— What is needed —
Without including any pictures, reproduce all the lines below word for word.

— Data under study —

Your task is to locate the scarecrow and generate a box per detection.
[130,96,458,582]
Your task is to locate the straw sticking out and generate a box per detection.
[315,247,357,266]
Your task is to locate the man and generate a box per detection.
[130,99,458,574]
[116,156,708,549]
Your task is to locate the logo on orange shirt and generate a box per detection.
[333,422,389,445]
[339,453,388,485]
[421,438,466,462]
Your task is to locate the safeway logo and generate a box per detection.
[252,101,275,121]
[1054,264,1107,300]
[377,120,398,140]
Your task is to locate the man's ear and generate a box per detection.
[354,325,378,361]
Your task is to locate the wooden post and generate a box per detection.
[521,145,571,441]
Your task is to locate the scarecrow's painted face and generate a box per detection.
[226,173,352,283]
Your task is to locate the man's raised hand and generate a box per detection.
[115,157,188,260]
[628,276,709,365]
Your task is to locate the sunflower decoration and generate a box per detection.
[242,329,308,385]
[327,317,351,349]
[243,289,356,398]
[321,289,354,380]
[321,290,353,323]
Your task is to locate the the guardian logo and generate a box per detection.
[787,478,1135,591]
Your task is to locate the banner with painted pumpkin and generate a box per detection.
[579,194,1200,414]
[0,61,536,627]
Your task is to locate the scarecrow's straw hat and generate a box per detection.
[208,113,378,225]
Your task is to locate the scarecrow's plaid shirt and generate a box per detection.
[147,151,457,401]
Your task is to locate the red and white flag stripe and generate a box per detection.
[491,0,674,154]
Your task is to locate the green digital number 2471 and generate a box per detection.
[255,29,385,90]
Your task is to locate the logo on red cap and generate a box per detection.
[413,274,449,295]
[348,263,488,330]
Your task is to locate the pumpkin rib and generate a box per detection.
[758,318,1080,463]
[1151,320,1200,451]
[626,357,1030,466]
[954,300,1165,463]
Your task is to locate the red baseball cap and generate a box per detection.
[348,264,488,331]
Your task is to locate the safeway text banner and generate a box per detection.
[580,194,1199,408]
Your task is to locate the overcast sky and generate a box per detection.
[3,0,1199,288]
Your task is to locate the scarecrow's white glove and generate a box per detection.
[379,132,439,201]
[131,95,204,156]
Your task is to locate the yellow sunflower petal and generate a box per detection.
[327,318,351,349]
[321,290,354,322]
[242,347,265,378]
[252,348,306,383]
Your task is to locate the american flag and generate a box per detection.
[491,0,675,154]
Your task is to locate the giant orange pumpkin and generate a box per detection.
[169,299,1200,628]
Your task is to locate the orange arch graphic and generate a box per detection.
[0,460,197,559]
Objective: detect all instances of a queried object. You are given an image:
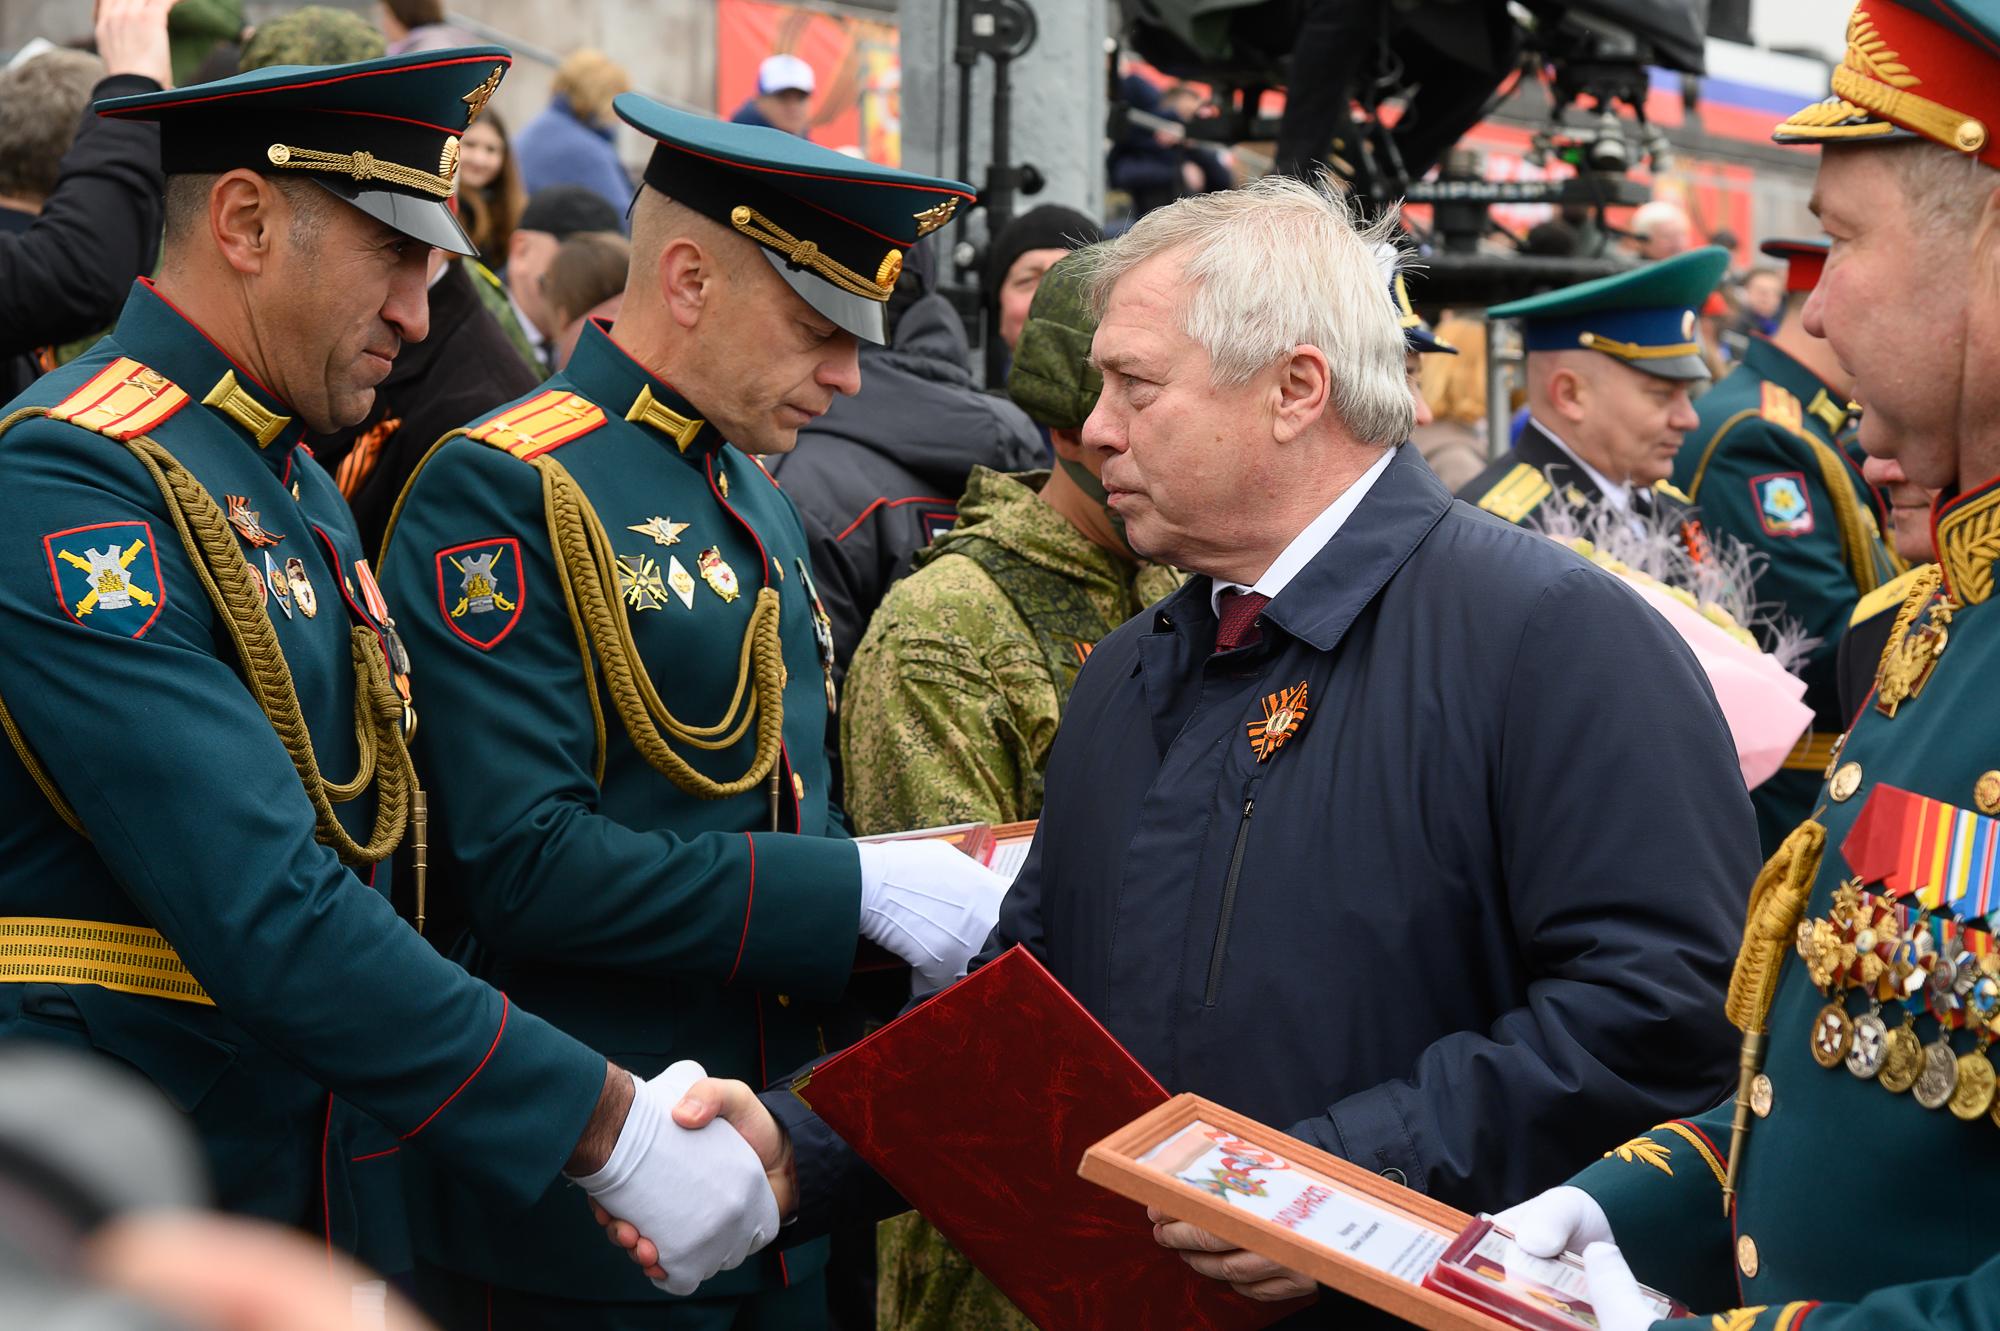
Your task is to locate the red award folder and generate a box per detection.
[793,946,1303,1330]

— Output for this exercise —
Your task is to locate the scarecrow and generate a box per detection.
[130,96,458,582]
Your task is to locate the straw sticking out and generate a box per detection.
[315,247,357,266]
Your task is to locate the man and generate a box per detection.
[130,99,458,574]
[116,156,708,549]
Your task is to locate the logo on orange shirt and generate a box per detection.
[333,422,389,445]
[339,453,388,485]
[421,438,466,462]
Your task is to locate the safeway logo and generate a box per detection.
[252,101,275,121]
[1054,264,1107,300]
[377,120,398,140]
Your task is to locate the man's ear and generate a box per detection.
[354,325,378,361]
Your task is to locate the wooden post and generate a box per detection.
[521,145,571,441]
Your task is to locate the scarecrow's painted face and generate a box per detection.
[226,173,352,283]
Your task is to locate the man's raised hand and generate a box per detection.
[115,157,188,260]
[628,276,709,365]
Your task is to locate the sunflower decoration and generate a box per detection.
[242,329,308,385]
[327,317,351,349]
[243,289,356,398]
[321,289,354,380]
[321,290,353,323]
Your task is to locate the the guardian logo and generate a box per detection.
[787,478,1135,591]
Your task is to locate the banner with painted pumpkin and generate a box per detection.
[579,194,1200,414]
[0,61,536,627]
Your task is to locate the scarecrow's straw hat and generate a box per detection.
[208,113,378,225]
Your task is to locate the scarecrow's plaid shirt and generate a box per detection.
[147,151,457,401]
Your task is to locate the red and white flag stripe and generate a box per detection.
[491,0,674,154]
Your task is to locate the green digital number 2471 and generate a box per detection.
[255,29,385,90]
Your task is to locate the logo on red cap and generate a box per detection.
[413,274,449,295]
[348,263,488,330]
Your task is to locate the pumpkin rib and generate a box per detection.
[758,318,1080,463]
[1151,320,1200,451]
[626,357,1030,466]
[954,300,1165,463]
Your task is to locate the red baseball cap and generate a box per detection.
[348,264,488,331]
Your task is to locate the safeway text banner and generate a box per detection.
[580,194,1199,408]
Your task is to locate the overcast sky and generate a box per detection.
[3,0,1199,288]
Your task is to locate the scarecrow's white glove and generate a box per detection.
[379,132,439,201]
[131,95,204,156]
Your task is to locate the yellow sunflower petal and generate a box per detection.
[327,318,351,349]
[321,290,354,322]
[242,347,265,378]
[252,348,306,383]
Your task is to locate the american flag and generate a box per detection.
[491,0,675,154]
Your task is to locate the giant orange pumpkin and generate a box per detection.
[169,299,1200,628]
Your task is to locate the orange arch graphic and generate a box per detection.
[0,460,197,559]
Objective: detect all instances of a queried object. You are given an image:
Your task is to locate the red award folder and generate a box per detection.
[793,946,1303,1330]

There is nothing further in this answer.